# SZCZEGÓŁY ZADANIA
Proszę dopisać dalszy ciąg zamieszczonej niżej relacji z meczu ŁKS Łódź z Wartą Poznań, zaczynając zaraz po jej ostatnim zdaniu.

# WYODRĘBNIONY TEKST
UM Łódź: Bezzębny ŁKS Łódź. Łodzianie przegrywają u siebie z Wartą Poznań [RELACJA]
ŁKS od początku starał się przejąć inicjatywę. Już w 4. minucie Szeliga przypuścił rajd lewym skrzydłem, dośrodkował wprost przed bramkę, ale z piłką minął się Pirulo. Ta stracona okazja bardzo szybko się zemściła. Zaledwie 6 minut później fatalny błąd popełniła łódzka defensywa. Nacho wybił futbolówkę z własnej połowy głową, prosto do zawodnika Warty. Ten długo nie myśląc podał na lewe skrzydło do Savića, który nie miał problemów z ominięciem łódzkiej obrony. Strzelił pod kontem na daszy słupek i w ten sposób poznaniacy otworzyli wynik meczu. Gospodarzy to jednak nie zdeprymowało. Łodzianie ciągle szukali drogi do bramki przeciwnika. Okazje się zdarzały. A to stały fragment gry, a to budowany atak pozycyjny. Wykończenia jednak nie było, a nawet jak już robiło się groźnie, to na posterunku stał bramkarz Warty. W 29 min. Pirulo podał prostopadle do Szeligi, który prawą stroną boiska dobiegł do bramki. Grobelny jednak wyszedł i chwycił piłkę. Obrona gości zamurowała bramkę. Przekonał się o tym w 39. min. Tejan, który nadbiegając środkiem, dostał piłkę od Szeligi z lewego skrzydła. Przytomnie zachował się jednak Pleśnierowicz i futbolówka przeleciała nad poprzeczką.

# FRAGMENT ZBIORU DANYCH

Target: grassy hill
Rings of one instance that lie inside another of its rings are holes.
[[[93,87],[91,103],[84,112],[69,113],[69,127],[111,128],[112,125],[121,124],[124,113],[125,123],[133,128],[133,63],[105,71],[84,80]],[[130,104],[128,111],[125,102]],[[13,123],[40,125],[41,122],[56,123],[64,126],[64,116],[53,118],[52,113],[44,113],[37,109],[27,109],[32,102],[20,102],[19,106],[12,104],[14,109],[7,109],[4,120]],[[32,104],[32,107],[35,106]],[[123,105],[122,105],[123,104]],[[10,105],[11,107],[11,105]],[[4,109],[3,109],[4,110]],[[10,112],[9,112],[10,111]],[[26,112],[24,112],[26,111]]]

# ROZWIĄZANE ZADANIE
Dużo szczęścia i karny
Druga połowa nie przyniosła wielkiej rewolucji w grze ŁKS-u. Gospodarze wciąż atakowali, ale nie mieli pomysłu na to, jak pokonać bramkarza Warty. W 50’ minucie przed jedną z okazji stanął Pirulo. Niestety niedokładnie zagrał w środek pola i piłkę przejęli przeciwnicy. Ci również mieli swoje szanse. W 58. minucie łodzianie cudem uniknęli straty kolejnej bramki. I znów duży w tym udział miała obrona. Szmyt wyszedł sam na sam z bramkarzem, którego minął i staną naprzeciwko dwóch obrońców. Oddał strzał, ale nie trafił. Piłka jednak w zamieszaniu wpadła do siatki, odbijając się od jednego z ełkaesiaków. Sędzia gola nie uznał, bo wcześniej dopatrzył się faulu. Jednak co się odwlecze to nie uciecze. Flis próbując powstrzymać kolejny atak z prawej strony, faulował napastnika przyjezdnych w polu karnym. Sędzia bez wahania wskazał na 11. metr. Rzut karny pewnie wyegzekwował Szmyt. ŁKS był w sporych opałach, choć trzeba przyznać, że cały czas walczył. W końcówce meczu miał jeszcze co najmniej kilka okazji do strzelenia kontaktowego gola, ale za każdym razem coś przeszkadzało. Znów brakowało dokładności i celnych strzałów.
Na szczęście łodzianie będą teraz mieli chwilę na przemyślenie swojej postawy i przeanalizowanie błędów. Kolejne spotkanie rozegrają dopiero za dwa tygodnie, ze względu na przerwę reprezentacyjną. Gorsza wiadomość jest jednak taka, że zaraz po powrocie na boisko, będą musieli zmierzyć się z bardzo mocnym przeciwnikiem. 16 września zagrają na wyjeździe z mistrzem kraju Rakowem Częstochowa.
ŁKS Łódź — Warta Poznań****0 :2 (0:1)
Bramki: Savić (10’) Szmyt (62’ K)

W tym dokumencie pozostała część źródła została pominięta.